Required action 1:
Summarize the article on Fort Lauderdale car accident trials in two sentences.
Required action 2:
According to the article on Fort Lauderdale car accident trials, how much personal injury protection insurance must Florida drivers carry?
Required action 3:
Rewrite the paragraph of the article on Fort Lauderdale car accident trials that begins "There may not be much in dispute" as a shorter bulleted list that keeps its main facts.

**** Document passage

How Likely is My Fort Lauderdale Car Accident Case to Go to Trial?

If you’ve recently been in a Fort Lauderdale car accident, you may be wondering whether this ordeal will eventually wind up in a courtroom trial.Fort Lauderdale car accident lawyer

While every case is different, the most probable answer is: No.

That’s not to say it’s impossible. But the truth is, most Fort Lauderdale car accident cases never even become lawsuits – let alone make it all the way to trial.

Why is this? A few reasons include:

  • The crash wasn’t that serious. Florida is a no-fault state when it comes to car accidents. All drivers are legally required to carry $10,000 in personal injury protection insurance coverage that will pay for a portion of medical bills and lost wages – regardless of who was at-fault. The whole point of this system is to reduce the number of car accident lawsuits, which have the potential to significantly clog up the courts. That doesn’t mean you can’t sue someone for negligence if you’re hurt in a Florida car accident. However, F.S. 627.737 requires plaintiffs to meet the serious injury threshold in order to do so. That means the crash resulted in one of the following: Significant and permanent loss of an important bodily function; Permanent injury within a reasonable degree of medical probability; Significant and permanent scarring or disfigurement; Death. But even without the serious injury threshold, it’s unlikely that many minor Florida car accident cases would go to trial because it wouldn’t be cost effective. Unless the financial compensation at stake is fairly high, going to the expense and trouble of a trial would make little sense.
  • There may not be much in dispute. With many car accidents, it’s often clear who was primarily at-fault. Not always, of course, but if someone runs a red light or rear-ends another car or makes an abrupt lane change, liability for that crash is fairly easy to determine. Lawsuits – and trials – are more of a last resort. Claimants start by filing the insurance claim. You only sue when key issues – such as liability or the amount of damages – are disputed (usually by way of the insurance company refusing to pay what the claimant says they’re owed). Even if one party was clearly in the wrong, the defending insurer may argue the plaintiff was still partially responsible. This is called comparative fault. In Florida, F.S. 768.81 was recently amended to establish a system of modified comparative fault with a 51 percent bar. That means if you’re injured and you were partly at-fault for the crash, you can still collect damages from the other at-fault party – but only proportionate to their own liability. It’s a means of reducing the amount of money the insurer has to pay. If you’re more than 50 percent responsible for the crash, you can’t collect anything at all. If the question of comparative fault is fiercely contested, that can be one reason for litigation. Sometimes cases go to trial solely to determine how much money the plaintiff should receive. But often, an experienced injury lawyer can negotiate a fair payout without needing to resort to a lawsuit.

********
**** Dataset extract

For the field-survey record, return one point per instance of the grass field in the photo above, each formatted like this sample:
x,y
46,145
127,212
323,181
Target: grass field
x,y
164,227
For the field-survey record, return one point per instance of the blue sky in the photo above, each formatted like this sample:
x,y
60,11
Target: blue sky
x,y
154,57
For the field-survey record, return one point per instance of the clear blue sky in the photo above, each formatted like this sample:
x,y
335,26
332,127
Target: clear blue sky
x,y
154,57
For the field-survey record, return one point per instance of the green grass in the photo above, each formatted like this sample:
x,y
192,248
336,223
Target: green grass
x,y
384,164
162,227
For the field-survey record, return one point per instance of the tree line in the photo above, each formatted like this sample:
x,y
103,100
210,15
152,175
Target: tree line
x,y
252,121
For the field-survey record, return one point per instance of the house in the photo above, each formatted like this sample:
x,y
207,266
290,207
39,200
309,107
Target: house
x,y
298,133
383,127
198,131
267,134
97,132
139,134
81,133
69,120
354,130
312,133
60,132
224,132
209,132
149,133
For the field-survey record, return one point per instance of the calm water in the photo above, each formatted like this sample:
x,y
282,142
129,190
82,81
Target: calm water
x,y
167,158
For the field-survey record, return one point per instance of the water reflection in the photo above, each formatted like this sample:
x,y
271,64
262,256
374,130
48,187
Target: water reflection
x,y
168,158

********

Response box 1:
Most Fort Lauderdale car accident cases never become lawsuits, let alone reach trial. Florida's no-fault insurance system, its serious injury threshold, the cost of trying minor cases, and the fact that fault is often clear all keep cases out of court, though disputes over comparative fault or damages can lead to litigation.

Response box 2:
$10,000.

Response box 3:
- In many car accidents, such as running a red light, rear-ending another car, or making an abrupt lane change, it is fairly easy to tell who was at fault.
- Claimants start with an insurance claim and sue only when liability or the amount of damages is disputed, usually because the insurer refuses to pay what the claimant says is owed.
- Insurers may argue comparative fault, meaning the plaintiff was partly responsible.
- Under the recently amended F.S. 768.81, Florida uses modified comparative fault with a 51 percent bar. An injured person who was partly at fault can recover only in proportion to the other party's liability. Someone more than 50 percent responsible recovers nothing.
- A fiercely contested comparative fault question can lead to litigation, and some cases go to trial only to decide the amount owed.
- An experienced injury lawyer can often negotiate a fair payout without a lawsuit.